_Text passage:_
__________

Acceptor specificity and non-cognate lasso peptide formation.

The above data show that the fusilassin biosynthetic enzymes are unusual in that they readily tolerate substitution of the first core position, as well as ring size variants (±1 residue). All previous studies have shown that lasso peptide biosynthetic pathways are intolerant to changes in the macrolactam acceptor site (either Asp or Glu) and location (core positions 7, 8, or 9).^27,28 Therefore, we generated a FusA-E9D variant, and found that FusC was also incapable of producing the W1-D9 macrolactam by biosynthetic reconstitution (Fig. 3A).

Figure 3. — (A) MALDI-TOF-MS of the FusA-E9D variant from enzymatic reconstitution. (B) Evaluation of purified Fus enzymes in processing chimeric substrates bearing wild-type and macrolactam variants of citrulassin A (CitA). Macrolactam-containing products are blue while the linear core (uncyclized) peptides are orange. Substitutions to wild-type FusA in panel A, and CitA in panel B, respectively, are green.

We next applied our new understanding of fusilassin biosynthetic tolerance to the generation of a non-cognate lasso peptide. We generated a chimeric substrate by fusing the leader peptide of FusA (residues −22 thru −1, Fig. 1A) to the core peptide of citrulassin A (CitA), a lasso peptide we characterized previously³ which has no obvious sequence relationship to fusilassin. Notably, CitA possesses a Leu₁-Asp₈ macrolactam and a core peptide that is 3 residues shorter than that of fusilassin. As expected, purified FusB, FusC, and FusD did not process the chimeric substrate, given the presence of an Asp acceptor (Fig. 3B). The Fus proteins also did not process a Cit-L1W variant, showing the overriding effect of acceptor versus donor site identity. Introduction of D8E to CitA led to a dramatic increase in processing by the Fus proteins. The formation and location of the macrolactam linkage was confirmed by HRMS-MS/MS (Fig. S14). Threadedness of this peptide was supported by recalcitrance to carboxypeptidase Y digestion although the resulting lasso peptide was not stable to prolonged heat treatment (Fig. S16). CitA variants with contracted (W1-E7) and expanded (W1-E9) macrolactam linkages were also readily processed by the Fus proteins (Fig. 3B). The predicted macrolactam for the CitA (W1-E7) macrolactam was demonstrated by HRMS-MS/MS (Fig. S14). Similar to the CitA-D8E variant, we found that the variant bearing an expanded W1-E9 macrolactam ring exhibited resistance to carboxypeptidase Y digestion, which is highly suggestive of a threaded conformation (Fig. S17). Unfortunately, we did not observe product formation from the chimeric substrates using the E. coli expression system. One possible reason could be degradation by endogenous E. coli proteases outcompeted the rate of lasso peptide formation (Fig. S18). Further characterization would be needed to identify the origin of these observations. Nevertheless, our data underscore a remarkable substrate tolerance for the fusilassin pathway, especially with purified proteins.

__________

_Dataset content:_

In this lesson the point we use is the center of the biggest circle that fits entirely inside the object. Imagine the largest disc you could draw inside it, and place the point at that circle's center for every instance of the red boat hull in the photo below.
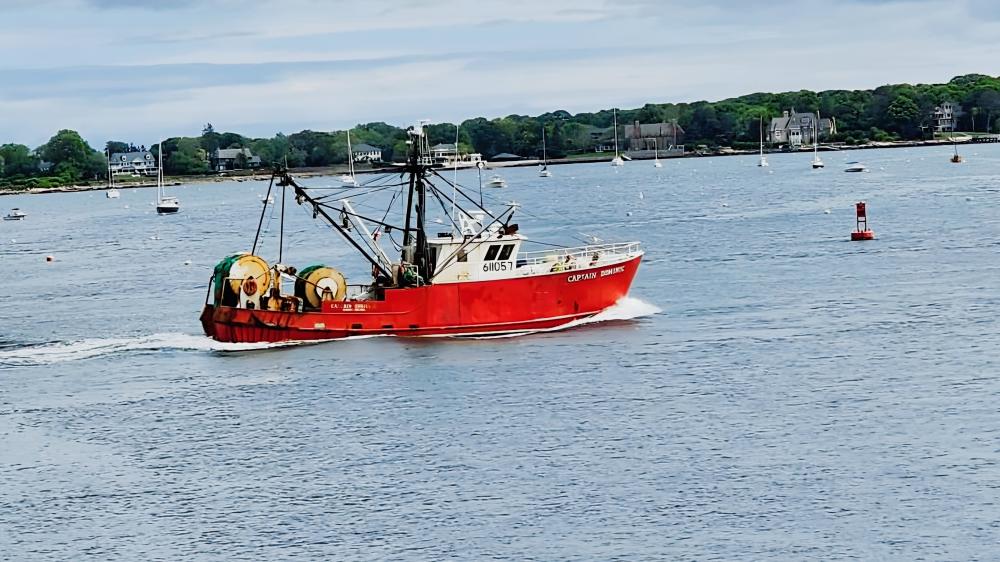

__________

_What to work on:_
1. In the fusilassin passage, how many residues shorter is the citrulassin A core peptide than the fusilassin core peptide?
2. Turn the paragraph of the fusilassin passage that begins "We next applied our new understanding" into a short bulleted list that keeps its main facts.
3. Write the next part of the fusilassin passage, picking up after its final sentence.
The data can be set aside; nothing here depends on them.

_Results:_
1. It is 3 residues shorter.

2.
- A chimeric substrate was made by fusing the FusA leader peptide (residues −22 through −1) to the core peptide of citrulassin A (CitA), which has no obvious sequence relationship to fusilassin.
- CitA has a Leu₁-Asp₈ macrolactam and a core peptide 3 residues shorter than fusilassin's.
- Purified FusB, FusC, and FusD did not process the chimeric substrate because of its Asp acceptor. They also did not process a Cit-L1W variant, showing that the acceptor site matters more than the donor site.
- A D8E substitution in CitA led to a dramatic increase in processing. HRMS-MS/MS confirmed the macrolactam. The product resisted carboxypeptidase Y digestion, which supports a threaded structure, but it was not stable to prolonged heat.
- CitA variants with contracted (W1-E7) and expanded (W1-E9) macrolactams were also readily processed. HRMS-MS/MS confirmed the W1-E7 macrolactam. The W1-E9 variant resisted carboxypeptidase Y, which strongly suggests it is threaded.
- No product formed from the chimeric substrates in the E. coli expression system, possibly because E. coli proteases degraded the substrates faster than lasso peptides could form. Further study is needed to explain this.
- The fusilassin pathway still shows remarkable substrate tolerance, especially with purified proteins.

3.
Genomics-guided characterization of protein-protein interactions.

Given the unprecedented performance of FusB, FusC, and FusE in vitro, we sought to elucidate residues critical to formation of the fusilassin biosynthetic protein complex. Previously, retrospective analysis of RODEO data sets uncovered a conserved YxxP motif in predicted lasso leader peptides.³ Recent work on the lasso peptides paeninodin¹⁸ and chaxapeptin¹⁹ have confirmed that the YxxP motif functions as the recognition sequence for the RRE, as substitution with Ala caused severe reductions in binding affinity and product formation. To confirm their role in fusilassin biosynthesis, and to investigate other modestly conserved residues within the leader peptide, we prepared a brief panel of Ala-substituted FusA variants. We then employed a fluorescence polarization assay with wild-type FusE as the receptor and a fluorescein-labeled, wild-type FusA_leader as a competing ligand. Of the five FusA positions surveyed, only Y(−17)A and P(−14)A were found to decrease affinity for FusE with the Tyr(−17) being critically important (Fig. S19, Table S3).

Since the above data only pertain to the substrate (FusA) side of the interaction, we next sought to probe the RRE-portion (FusE) of this interaction by targeted mutagenesis. To rationally direct our mutagenesis to likely sites of interaction, we employed GREMLIN³⁰, a computational algorithm that predicts interaction sites based on the principle of compensatory mutation. This strategy requires a large amount of diverse sequences, thus necessitating an updated survey of lasso peptide BGCs. We therefore queried RODEO to update the observable lasso peptide genomic space. Our last published survey of this kind was conducted in October 2016.³ Since then, GenBank has grown by 56% and we have made algorithmic improvements that enhance the prediction of leader peptide cleavage sites.¹⁵ As of August 2018, RODEO identified 2,993 non-redundant, high-scoring, manually curated lasso precursor peptides in publicly available bacteria and archaeal genomes deposited in GenBank (Supplemental Dataset 1). Our updated RODEO data set provided ample sequence diversity for the application of this algorithm.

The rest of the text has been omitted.